**WHAT THE TASK REQUIRES:**
Please render the stretch from the line containing "Category: foamy wave face" through the end of the rows below as a Markdown table with the columns Number and Line, numbering each line and leaving out blank ones.
━━━━━━
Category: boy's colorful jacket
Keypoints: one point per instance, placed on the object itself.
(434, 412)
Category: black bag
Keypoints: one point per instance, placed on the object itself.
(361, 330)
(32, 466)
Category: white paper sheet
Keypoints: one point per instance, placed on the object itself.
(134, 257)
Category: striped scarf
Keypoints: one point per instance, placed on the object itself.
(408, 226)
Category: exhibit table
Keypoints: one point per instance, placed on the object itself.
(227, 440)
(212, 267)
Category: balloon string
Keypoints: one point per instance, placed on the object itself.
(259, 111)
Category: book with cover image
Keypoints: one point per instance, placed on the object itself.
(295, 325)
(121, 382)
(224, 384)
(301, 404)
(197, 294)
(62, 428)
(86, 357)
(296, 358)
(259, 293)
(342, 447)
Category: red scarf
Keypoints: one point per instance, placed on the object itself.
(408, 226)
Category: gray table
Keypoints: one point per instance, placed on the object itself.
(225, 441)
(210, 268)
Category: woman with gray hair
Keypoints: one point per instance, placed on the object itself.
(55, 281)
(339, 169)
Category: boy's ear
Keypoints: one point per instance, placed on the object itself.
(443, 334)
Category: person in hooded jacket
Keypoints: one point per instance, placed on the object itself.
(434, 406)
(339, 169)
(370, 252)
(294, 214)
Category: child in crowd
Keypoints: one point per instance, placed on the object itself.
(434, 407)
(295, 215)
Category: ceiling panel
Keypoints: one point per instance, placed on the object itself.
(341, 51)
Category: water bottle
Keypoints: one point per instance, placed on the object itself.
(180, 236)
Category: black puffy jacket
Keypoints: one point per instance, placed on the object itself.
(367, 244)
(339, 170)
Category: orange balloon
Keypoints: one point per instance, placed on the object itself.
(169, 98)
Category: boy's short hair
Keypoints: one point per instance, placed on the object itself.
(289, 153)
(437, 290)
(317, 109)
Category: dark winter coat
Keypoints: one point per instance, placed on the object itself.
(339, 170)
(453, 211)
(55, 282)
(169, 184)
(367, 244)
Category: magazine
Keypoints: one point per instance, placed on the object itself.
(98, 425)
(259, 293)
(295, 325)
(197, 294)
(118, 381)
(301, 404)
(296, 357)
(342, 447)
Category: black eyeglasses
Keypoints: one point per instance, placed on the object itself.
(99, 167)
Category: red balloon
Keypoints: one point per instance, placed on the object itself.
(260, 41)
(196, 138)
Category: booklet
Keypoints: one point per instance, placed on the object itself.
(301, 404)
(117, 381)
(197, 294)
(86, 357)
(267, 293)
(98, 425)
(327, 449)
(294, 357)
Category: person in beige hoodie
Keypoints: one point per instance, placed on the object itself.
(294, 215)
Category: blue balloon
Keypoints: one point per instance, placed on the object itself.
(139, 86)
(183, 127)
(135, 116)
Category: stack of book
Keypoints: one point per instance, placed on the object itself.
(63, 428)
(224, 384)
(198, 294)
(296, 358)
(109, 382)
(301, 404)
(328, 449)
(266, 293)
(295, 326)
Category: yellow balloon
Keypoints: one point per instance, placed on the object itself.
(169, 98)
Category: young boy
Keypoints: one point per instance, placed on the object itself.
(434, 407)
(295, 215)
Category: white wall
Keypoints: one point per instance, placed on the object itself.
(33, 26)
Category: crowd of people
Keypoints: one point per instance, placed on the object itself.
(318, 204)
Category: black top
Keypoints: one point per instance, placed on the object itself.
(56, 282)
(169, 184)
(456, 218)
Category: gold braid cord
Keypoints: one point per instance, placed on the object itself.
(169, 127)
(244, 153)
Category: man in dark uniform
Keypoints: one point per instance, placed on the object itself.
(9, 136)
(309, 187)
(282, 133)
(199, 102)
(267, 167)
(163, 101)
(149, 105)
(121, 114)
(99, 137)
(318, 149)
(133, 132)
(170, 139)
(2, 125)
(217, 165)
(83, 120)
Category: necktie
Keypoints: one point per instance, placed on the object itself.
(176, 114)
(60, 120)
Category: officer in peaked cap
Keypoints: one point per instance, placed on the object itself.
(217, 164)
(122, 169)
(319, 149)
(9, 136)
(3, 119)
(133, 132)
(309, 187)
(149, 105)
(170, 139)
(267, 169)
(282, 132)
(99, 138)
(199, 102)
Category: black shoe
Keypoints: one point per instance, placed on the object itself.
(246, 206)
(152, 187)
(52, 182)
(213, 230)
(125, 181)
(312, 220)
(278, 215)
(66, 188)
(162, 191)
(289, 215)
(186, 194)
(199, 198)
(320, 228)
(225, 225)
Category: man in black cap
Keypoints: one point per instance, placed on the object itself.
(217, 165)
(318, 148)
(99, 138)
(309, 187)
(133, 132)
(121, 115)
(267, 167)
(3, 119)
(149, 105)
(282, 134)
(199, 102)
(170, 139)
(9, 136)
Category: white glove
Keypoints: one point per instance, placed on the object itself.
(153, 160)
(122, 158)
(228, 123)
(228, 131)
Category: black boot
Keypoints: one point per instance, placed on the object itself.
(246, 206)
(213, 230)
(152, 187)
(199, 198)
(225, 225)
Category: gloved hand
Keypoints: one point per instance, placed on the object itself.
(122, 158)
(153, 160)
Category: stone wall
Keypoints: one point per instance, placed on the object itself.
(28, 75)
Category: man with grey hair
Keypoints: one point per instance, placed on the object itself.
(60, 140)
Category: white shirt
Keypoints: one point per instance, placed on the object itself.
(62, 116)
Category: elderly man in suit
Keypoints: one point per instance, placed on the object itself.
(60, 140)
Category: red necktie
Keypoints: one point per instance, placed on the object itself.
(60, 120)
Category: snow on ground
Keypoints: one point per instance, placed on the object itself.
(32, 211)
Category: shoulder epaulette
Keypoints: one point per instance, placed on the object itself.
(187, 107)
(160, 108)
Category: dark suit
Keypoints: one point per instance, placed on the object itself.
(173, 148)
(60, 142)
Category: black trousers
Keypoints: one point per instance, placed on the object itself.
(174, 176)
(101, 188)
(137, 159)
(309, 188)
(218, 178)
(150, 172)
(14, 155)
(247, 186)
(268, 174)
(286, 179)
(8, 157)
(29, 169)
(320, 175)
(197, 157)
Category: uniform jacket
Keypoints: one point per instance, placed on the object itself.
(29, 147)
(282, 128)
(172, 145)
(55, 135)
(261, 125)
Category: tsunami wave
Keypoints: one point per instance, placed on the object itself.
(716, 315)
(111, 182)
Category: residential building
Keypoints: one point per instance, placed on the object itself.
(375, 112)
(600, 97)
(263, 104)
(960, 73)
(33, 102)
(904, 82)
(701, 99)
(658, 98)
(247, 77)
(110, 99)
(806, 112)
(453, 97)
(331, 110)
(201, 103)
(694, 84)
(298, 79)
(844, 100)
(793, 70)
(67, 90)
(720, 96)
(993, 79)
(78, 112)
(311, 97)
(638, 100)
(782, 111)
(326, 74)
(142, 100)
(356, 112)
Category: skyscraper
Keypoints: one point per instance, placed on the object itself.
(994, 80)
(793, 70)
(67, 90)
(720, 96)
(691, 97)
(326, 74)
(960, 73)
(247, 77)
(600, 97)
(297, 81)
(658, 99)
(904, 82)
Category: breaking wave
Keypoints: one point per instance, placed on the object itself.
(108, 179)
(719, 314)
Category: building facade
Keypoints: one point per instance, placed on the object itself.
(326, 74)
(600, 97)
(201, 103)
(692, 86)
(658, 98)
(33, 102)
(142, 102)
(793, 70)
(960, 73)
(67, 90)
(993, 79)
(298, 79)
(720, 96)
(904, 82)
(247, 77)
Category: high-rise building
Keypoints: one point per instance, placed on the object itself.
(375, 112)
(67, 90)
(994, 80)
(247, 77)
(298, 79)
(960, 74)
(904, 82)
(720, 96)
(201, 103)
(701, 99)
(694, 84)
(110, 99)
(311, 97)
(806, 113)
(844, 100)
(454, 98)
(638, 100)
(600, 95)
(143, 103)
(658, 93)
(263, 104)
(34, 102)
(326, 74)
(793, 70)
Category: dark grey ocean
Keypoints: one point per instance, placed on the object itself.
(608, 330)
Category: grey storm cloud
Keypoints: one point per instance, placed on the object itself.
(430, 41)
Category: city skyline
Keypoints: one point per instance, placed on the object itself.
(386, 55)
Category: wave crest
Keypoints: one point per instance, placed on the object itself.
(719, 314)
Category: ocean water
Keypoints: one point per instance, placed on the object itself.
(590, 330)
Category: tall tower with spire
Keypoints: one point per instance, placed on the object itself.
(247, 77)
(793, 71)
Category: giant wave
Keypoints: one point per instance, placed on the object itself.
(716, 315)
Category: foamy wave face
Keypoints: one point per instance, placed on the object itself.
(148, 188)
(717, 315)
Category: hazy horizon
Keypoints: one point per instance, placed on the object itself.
━━━━━━
**RESULT:**
| Number | Line |
|---|---|
| 1 | Category: foamy wave face |
| 2 | Keypoints: one point per instance, placed on the object itself. |
| 3 | (148, 188) |
| 4 | (717, 315) |
| 5 | Category: hazy horizon |
| 6 | Keypoints: one point per instance, placed on the object itself. |